**Provided passage**
^^^^^^^^
The FDI Screening Regulation enables the Commission to issue opinions and to screen investments targeting businesses supported by EU funding. It will be interesting to see how the Commission's own FDI-related opinions will influence screening policy in individual member states.

Post-Brexit divergence from UK?

There have been mixed signals from the UK as to the approach it will take to foreign investment post-Brexit. Until the transition period expires, the UK will continue to be bound by a framework of directives and regulations including EU Merger Regulations and FDI Screening Regulation.

While the British cabinet leans in favour of the free market, its government is pressing ahead with plans to introduce a new legal framework for future foreign investment in Britain's critical infrastructure. A 2018 'white paper' proposed to upgrade the UK government's powers "to scrutinise investments and address the risks that can arise from hostile parties acquiring ownership of, or control over, businesses or other entities and assets that have national security implications". The list of intended Bills published alongside the December 2019 Queen's Speech includes reference to the National Security and Investment Bill which will be the legal basis for these measures.

The UK's existing competition merger control regime, overseen by the Competition & Markets Authority, allows for public interest interventions on grounds consisting, broadly, of national security, plurality of the media and maintaining the stability of the UK financial system. The proposed new national security merger control regime would exist in parallel with, but separate to, that competition merger control regime. A 'Senior Minister' would be the key decision-maker. The measures will also target hostile parties attempting to circumvent the law by acquiring an asset that has national security implications, such as intellectual property, rather than acquiring the business itself.

So, for the time being at least, the EU and UK appear to be moving in a similar direction towards a more restrictive approach towards foreign direct investment.

Third Country Status

UK entities investing in EU businesses or assets which are deemed to be of strategic importance may, after the transition period expires and given its third party status, find after their investments subject to FDI review by the remaining EU member states and the Commission, in addition to pre-existing competition reviews.

Conversely, if the National Security and Investment Bill is enacted, UK industry involved in strategically important sectors, and seeking foreign investment, may face additional layers of governmental scrutiny applied to prospective investors.
^^^^^^^^
**Problem description**
In the passage on foreign investment screening, restate the text from "The FDI Screening" to "individual member states.", changing "Commission" to "European Commission".

**Data for analysis**
^^^^^^^^
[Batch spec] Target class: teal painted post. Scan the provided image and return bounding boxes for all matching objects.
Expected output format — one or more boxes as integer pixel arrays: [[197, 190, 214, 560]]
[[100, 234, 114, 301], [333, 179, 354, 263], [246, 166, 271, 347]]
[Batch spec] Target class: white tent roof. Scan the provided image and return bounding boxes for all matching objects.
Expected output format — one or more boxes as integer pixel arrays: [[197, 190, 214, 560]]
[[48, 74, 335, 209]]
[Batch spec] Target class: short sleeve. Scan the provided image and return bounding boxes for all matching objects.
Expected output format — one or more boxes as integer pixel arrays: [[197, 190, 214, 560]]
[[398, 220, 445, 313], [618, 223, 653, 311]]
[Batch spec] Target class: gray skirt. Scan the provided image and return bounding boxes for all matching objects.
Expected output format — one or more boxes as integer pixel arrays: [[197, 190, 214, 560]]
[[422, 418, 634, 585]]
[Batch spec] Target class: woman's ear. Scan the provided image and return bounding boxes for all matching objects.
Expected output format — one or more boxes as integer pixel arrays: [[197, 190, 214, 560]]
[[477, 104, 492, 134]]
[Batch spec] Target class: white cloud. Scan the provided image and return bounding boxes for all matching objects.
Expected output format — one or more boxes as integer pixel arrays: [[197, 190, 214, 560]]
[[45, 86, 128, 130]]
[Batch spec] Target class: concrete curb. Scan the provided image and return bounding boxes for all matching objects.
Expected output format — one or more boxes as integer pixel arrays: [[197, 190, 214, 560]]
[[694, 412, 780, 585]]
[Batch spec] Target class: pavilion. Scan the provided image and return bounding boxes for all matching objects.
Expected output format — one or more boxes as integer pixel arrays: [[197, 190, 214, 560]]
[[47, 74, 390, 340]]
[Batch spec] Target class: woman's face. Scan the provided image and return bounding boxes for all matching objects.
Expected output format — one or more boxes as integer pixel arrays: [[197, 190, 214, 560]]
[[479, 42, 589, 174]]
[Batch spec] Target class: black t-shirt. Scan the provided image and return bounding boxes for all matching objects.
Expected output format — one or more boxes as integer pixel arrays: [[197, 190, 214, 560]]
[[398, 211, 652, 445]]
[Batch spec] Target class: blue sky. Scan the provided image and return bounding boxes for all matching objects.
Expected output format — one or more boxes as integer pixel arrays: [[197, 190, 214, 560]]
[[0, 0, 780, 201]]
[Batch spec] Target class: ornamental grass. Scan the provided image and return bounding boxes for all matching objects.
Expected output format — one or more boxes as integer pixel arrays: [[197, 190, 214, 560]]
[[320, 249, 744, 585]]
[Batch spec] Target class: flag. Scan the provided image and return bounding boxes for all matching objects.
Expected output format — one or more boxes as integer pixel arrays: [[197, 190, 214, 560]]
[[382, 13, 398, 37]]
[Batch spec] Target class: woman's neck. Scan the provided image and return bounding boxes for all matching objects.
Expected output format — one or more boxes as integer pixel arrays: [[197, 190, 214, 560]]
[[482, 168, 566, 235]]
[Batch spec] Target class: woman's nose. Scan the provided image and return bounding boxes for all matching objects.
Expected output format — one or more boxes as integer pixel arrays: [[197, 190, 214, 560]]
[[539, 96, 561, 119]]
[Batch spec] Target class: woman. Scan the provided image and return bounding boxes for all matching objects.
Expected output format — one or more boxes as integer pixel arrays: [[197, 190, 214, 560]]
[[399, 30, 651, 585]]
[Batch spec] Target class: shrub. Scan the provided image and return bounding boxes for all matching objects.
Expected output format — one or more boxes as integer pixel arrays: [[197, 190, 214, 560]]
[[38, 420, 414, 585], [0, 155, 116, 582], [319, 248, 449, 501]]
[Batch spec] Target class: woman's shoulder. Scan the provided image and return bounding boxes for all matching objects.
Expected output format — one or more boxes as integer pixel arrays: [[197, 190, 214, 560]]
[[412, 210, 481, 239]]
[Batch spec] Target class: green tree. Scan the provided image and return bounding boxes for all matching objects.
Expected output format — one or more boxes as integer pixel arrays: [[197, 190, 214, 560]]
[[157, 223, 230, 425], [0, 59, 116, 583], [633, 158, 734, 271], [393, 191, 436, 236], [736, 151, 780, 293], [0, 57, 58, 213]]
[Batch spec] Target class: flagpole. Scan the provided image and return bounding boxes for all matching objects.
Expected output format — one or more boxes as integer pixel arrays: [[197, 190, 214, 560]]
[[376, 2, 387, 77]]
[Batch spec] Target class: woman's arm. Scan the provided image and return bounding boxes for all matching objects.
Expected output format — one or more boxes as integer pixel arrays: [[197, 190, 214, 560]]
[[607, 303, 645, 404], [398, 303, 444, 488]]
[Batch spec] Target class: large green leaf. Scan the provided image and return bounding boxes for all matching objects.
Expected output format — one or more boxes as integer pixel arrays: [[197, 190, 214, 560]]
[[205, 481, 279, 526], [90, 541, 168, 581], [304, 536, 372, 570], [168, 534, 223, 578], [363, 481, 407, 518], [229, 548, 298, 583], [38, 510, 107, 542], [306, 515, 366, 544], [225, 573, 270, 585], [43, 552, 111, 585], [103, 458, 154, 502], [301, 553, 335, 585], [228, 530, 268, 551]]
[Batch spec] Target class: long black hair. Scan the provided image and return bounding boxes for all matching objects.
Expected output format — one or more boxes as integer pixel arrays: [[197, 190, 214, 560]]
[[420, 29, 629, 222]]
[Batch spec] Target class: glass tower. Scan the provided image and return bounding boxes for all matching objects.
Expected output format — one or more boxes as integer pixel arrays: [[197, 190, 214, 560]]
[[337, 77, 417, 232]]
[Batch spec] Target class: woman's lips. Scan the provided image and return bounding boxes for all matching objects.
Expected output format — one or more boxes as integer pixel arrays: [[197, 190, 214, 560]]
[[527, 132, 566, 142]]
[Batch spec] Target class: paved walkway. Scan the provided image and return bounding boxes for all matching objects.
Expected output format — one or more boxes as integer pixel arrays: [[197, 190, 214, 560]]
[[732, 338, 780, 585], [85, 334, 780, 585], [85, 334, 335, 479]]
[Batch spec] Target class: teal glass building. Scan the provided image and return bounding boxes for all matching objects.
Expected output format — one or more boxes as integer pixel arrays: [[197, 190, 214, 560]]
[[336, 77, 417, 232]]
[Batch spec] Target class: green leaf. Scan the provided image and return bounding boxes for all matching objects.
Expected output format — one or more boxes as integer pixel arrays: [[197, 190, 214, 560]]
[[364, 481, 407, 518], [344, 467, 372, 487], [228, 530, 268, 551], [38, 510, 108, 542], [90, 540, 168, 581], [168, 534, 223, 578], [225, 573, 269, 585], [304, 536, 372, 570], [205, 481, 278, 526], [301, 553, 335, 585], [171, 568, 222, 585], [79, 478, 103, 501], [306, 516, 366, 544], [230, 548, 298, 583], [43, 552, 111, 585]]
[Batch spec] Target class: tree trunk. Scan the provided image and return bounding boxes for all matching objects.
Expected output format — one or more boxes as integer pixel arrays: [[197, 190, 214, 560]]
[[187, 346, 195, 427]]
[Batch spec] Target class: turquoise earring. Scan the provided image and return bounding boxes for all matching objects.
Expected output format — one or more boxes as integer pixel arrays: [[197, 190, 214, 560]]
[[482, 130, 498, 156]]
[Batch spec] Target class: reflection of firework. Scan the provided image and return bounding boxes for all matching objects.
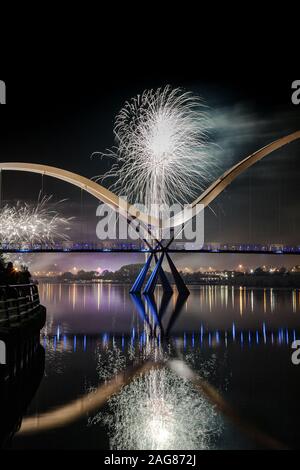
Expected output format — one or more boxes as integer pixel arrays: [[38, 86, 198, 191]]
[[95, 86, 212, 217], [92, 368, 222, 450], [89, 341, 222, 450], [0, 196, 71, 244]]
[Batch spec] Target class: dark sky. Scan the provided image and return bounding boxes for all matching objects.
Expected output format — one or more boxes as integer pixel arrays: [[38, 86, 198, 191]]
[[0, 74, 300, 268]]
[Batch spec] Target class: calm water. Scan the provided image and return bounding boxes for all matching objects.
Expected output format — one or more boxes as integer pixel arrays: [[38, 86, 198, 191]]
[[7, 284, 300, 450]]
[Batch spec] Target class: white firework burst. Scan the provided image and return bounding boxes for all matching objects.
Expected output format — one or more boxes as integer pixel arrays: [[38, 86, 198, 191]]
[[97, 86, 214, 218], [0, 196, 71, 245]]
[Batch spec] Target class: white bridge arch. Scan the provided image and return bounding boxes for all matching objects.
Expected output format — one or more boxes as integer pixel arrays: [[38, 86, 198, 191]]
[[0, 131, 300, 229]]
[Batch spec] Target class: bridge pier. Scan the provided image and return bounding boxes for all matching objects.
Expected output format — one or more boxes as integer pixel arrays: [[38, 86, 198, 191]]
[[130, 246, 190, 295]]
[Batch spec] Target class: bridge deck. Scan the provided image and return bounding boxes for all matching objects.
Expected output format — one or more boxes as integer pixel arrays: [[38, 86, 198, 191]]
[[0, 243, 300, 255]]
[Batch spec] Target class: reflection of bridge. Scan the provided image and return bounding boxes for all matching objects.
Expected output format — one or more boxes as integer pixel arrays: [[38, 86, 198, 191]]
[[0, 241, 300, 255]]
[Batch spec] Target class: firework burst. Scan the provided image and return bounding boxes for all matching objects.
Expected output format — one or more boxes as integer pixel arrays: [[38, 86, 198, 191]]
[[0, 196, 71, 245], [92, 86, 214, 215]]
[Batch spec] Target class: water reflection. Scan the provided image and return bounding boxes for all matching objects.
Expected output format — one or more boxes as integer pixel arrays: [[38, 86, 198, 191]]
[[40, 283, 300, 335], [12, 283, 300, 449]]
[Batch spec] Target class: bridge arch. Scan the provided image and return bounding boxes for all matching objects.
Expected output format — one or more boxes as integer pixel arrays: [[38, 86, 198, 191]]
[[0, 131, 300, 229]]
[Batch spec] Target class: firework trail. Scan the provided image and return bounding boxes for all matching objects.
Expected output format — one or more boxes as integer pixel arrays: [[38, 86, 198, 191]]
[[97, 86, 214, 216], [0, 196, 71, 245]]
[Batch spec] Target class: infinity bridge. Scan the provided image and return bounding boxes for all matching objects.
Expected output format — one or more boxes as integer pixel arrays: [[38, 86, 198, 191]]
[[0, 131, 300, 295], [0, 241, 300, 255]]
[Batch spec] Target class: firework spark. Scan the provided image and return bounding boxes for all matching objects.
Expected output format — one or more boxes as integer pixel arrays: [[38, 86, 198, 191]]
[[0, 196, 71, 245], [97, 86, 214, 215]]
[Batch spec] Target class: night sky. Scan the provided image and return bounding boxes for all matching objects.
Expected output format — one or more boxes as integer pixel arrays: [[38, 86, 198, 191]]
[[0, 73, 300, 270]]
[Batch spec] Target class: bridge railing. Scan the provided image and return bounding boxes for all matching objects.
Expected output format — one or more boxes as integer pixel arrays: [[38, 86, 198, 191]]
[[0, 284, 40, 326]]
^^^^^^^^
**Written answer**
The FDI Screening Regulation enables the European Commission to issue opinions and to screen investments targeting businesses supported by EU funding. It will be interesting to see how the European Commission's own FDI-related opinions will influence screening policy in individual member states.